**EXERCISE PROMPT**. Leave the images aside and output every entry exactly.

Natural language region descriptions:
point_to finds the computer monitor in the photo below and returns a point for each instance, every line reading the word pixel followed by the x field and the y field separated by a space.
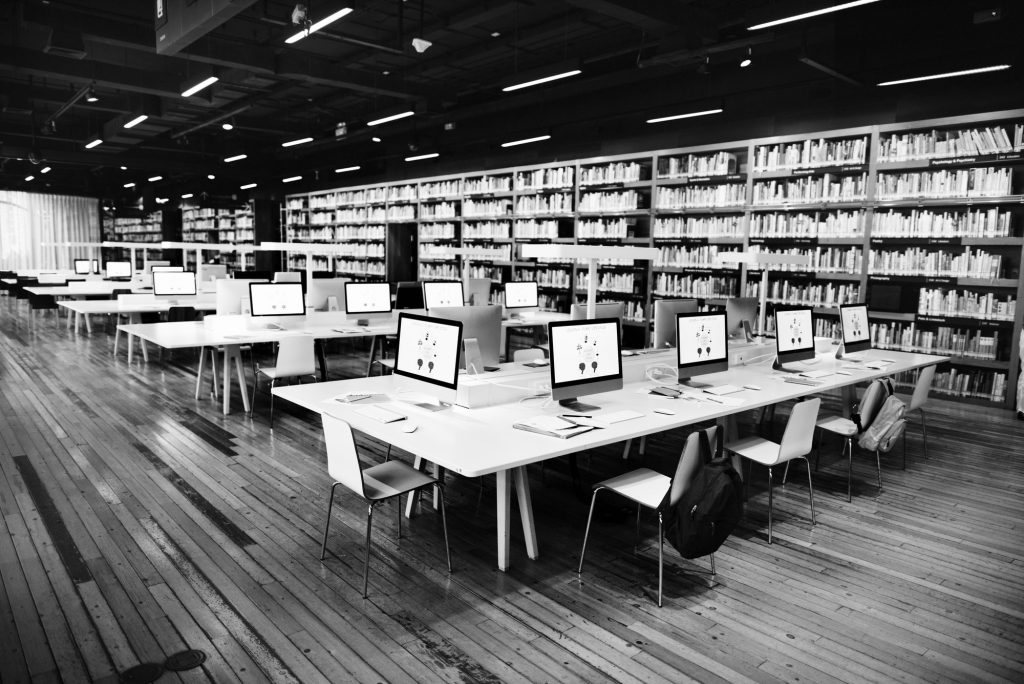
pixel 702 345
pixel 794 336
pixel 665 319
pixel 320 292
pixel 368 300
pixel 856 335
pixel 521 296
pixel 409 295
pixel 427 359
pixel 740 313
pixel 170 284
pixel 442 293
pixel 585 359
pixel 482 324
pixel 119 269
pixel 275 299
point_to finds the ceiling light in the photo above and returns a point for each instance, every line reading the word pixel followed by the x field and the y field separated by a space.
pixel 690 115
pixel 393 117
pixel 545 79
pixel 208 81
pixel 807 15
pixel 525 140
pixel 136 121
pixel 316 26
pixel 948 75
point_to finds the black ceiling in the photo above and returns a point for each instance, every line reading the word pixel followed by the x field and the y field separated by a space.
pixel 638 59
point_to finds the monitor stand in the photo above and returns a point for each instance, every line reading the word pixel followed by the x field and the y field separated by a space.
pixel 577 405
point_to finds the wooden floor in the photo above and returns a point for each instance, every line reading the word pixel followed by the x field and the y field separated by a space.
pixel 136 522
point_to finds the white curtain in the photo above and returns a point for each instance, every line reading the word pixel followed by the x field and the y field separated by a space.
pixel 35 229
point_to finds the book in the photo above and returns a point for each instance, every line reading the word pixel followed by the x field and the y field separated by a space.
pixel 553 426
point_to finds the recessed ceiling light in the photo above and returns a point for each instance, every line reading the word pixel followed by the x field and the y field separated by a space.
pixel 947 75
pixel 807 15
pixel 393 117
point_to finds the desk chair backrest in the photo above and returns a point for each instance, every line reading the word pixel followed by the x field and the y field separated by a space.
pixel 799 436
pixel 342 459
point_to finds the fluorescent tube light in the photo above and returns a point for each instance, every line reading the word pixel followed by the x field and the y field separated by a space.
pixel 316 26
pixel 546 79
pixel 807 15
pixel 948 75
pixel 690 115
pixel 513 143
pixel 393 117
pixel 208 81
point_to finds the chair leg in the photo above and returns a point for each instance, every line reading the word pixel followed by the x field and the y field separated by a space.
pixel 327 525
pixel 586 533
pixel 366 566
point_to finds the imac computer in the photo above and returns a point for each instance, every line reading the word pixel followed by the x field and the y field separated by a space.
pixel 702 345
pixel 442 293
pixel 119 270
pixel 367 301
pixel 320 292
pixel 173 284
pixel 482 324
pixel 427 359
pixel 666 311
pixel 521 296
pixel 856 334
pixel 741 314
pixel 409 295
pixel 585 359
pixel 794 337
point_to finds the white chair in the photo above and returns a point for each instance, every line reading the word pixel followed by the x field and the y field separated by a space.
pixel 797 443
pixel 295 359
pixel 375 484
pixel 656 492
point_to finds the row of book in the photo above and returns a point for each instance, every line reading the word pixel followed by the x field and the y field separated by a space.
pixel 938 143
pixel 927 223
pixel 966 304
pixel 809 224
pixel 938 263
pixel 806 154
pixel 943 340
pixel 807 189
pixel 976 182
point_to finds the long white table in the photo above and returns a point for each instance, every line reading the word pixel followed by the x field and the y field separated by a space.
pixel 479 441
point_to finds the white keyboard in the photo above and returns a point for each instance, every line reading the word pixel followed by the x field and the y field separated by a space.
pixel 379 414
pixel 723 389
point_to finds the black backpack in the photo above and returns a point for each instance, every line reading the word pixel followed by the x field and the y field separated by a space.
pixel 712 504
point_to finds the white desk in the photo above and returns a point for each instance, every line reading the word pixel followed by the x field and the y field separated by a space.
pixel 480 441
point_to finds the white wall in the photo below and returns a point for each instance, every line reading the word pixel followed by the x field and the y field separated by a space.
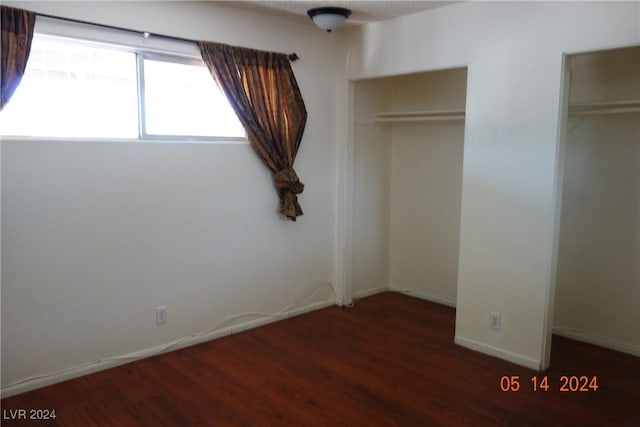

**EXERCISE ANSWER**.
point_to finds the computer monitor in the photo below and returns a point for each instance, every line reading the word pixel followed by the x field and the y field separated by a space.
pixel 702 345
pixel 794 336
pixel 665 319
pixel 320 292
pixel 368 300
pixel 856 335
pixel 521 296
pixel 409 295
pixel 427 359
pixel 740 313
pixel 170 284
pixel 442 293
pixel 585 359
pixel 482 324
pixel 119 269
pixel 275 299
point_to finds the ceiling light in the photo above and returns a point for each instance, every line reading the word pixel followed by the x field and the y field separated by a space.
pixel 690 115
pixel 393 117
pixel 545 79
pixel 208 81
pixel 807 15
pixel 525 140
pixel 136 121
pixel 316 26
pixel 948 75
point_to finds the black ceiling in the photo above and returns a point for each instance, every line reading the word pixel followed by the x field and the y field separated by a space.
pixel 638 59
point_to finds the monitor stand in the photo above and returns a point for each instance, every line reading the word pixel followed by the x field and the y field separated by a space.
pixel 577 405
point_to finds the wooden floor in the photo above and returns a point for each instance, every line reading the word pixel followed by the x field and the y field separated by a space.
pixel 136 522
point_to finds the white curtain in the photo above and returns a point for each instance, every line reading the word pixel followed by the x field and the y field separated by a space.
pixel 35 229
point_to finds the book in the photo above and returns a point for each instance, every line reading the word pixel followed by the x field and the y field separated by a space.
pixel 553 426
point_to finds the recessed ceiling light in the photo above and returns a point for each instance, every line reading the word pixel followed by the x field and the y field separated by a space.
pixel 947 75
pixel 807 15
pixel 393 117
point_to finds the desk chair backrest in the photo above and returns a point for each instance, every line reading the word pixel followed by the x field and the y field separated by a space.
pixel 799 436
pixel 342 459
point_to finds the fluorescent tube light in the photo above and returns a point for each instance, every line reading the word pixel followed by the x field and the y field separated by a space.
pixel 316 26
pixel 546 79
pixel 807 15
pixel 948 75
pixel 690 115
pixel 513 143
pixel 393 117
pixel 208 81
point_to finds the chair leg in the photo above and returns a point for each instance, every line reading the word pixel followed by the x field and the y field separated by a space.
pixel 327 525
pixel 586 533
pixel 366 566
point_to finds the imac computer in the photo above and returns a point for each instance, every line reading the word pixel followed by the x field and the y field separated by a space.
pixel 702 345
pixel 442 293
pixel 119 270
pixel 367 301
pixel 320 292
pixel 173 284
pixel 482 324
pixel 427 359
pixel 666 311
pixel 521 296
pixel 856 334
pixel 741 314
pixel 409 295
pixel 585 359
pixel 794 337
point_to finds the white chair in the photo above and returns a point for each instance, every line reading the word pixel followed by the x field and the y field separated by a space.
pixel 797 443
pixel 295 359
pixel 375 484
pixel 656 492
point_to finds the row of book in the photo above and returns a point for each instance, every line reading the word pixel followed by the x field and the y field separated by a space.
pixel 938 143
pixel 927 223
pixel 966 304
pixel 809 224
pixel 938 263
pixel 806 154
pixel 943 340
pixel 807 189
pixel 976 182
point_to finds the long white table in the photo above and returns a point for each instance, every line reading the word pixel followed by the x field and the y field separated by a space.
pixel 479 441
point_to finds the white keyboard in the photo above and returns a point for each instance, every line reading the word pixel followed by the x field and the y field separated by a space.
pixel 379 414
pixel 723 389
point_to finds the black backpack in the photo above and returns a point for each instance, every line reading the word pixel followed by the x field and the y field separated by a space.
pixel 712 504
point_to finds the white desk in the photo above and returns a point for each instance, every line reading the word pixel followed by the x field and the y field separated by a space.
pixel 480 441
point_to finds the white wall in the photo below and returns a point for each instance, every line reading the word pixel followed by the x field and the y field separated by a space.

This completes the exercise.